* _PROBLEM TO SOLVE_
Collect every line of the material below that contains the word "road", and copy each such line in full. Matching is case-sensitive.

* _DATASET RECORDS_
=-=-=-=-=

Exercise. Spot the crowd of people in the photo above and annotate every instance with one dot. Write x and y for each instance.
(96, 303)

=-=-=-=-=

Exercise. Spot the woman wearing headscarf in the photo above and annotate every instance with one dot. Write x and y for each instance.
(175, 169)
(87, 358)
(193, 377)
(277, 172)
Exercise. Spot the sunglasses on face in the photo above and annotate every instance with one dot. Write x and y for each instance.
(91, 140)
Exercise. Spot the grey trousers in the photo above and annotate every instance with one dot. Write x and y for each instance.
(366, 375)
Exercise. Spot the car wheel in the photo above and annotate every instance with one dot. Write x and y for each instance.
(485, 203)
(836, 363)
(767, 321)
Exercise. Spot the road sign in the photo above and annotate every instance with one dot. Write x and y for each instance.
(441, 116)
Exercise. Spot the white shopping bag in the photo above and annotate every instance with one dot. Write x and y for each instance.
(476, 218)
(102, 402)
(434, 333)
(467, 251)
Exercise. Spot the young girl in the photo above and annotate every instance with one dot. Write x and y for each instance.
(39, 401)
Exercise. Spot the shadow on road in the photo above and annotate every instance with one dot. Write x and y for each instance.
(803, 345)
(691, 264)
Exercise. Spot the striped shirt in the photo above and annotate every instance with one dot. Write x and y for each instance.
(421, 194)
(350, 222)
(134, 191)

=-=-=-=-=

* _OUTPUT OF THE EXERCISE_
Exercise. Spot the road sign in the photo above and annotate every instance with one dot. Write x and y for each instance.
Exercise. Spot the shadow on road in the photo above and annotate every instance with one dot. Write x and y for each instance.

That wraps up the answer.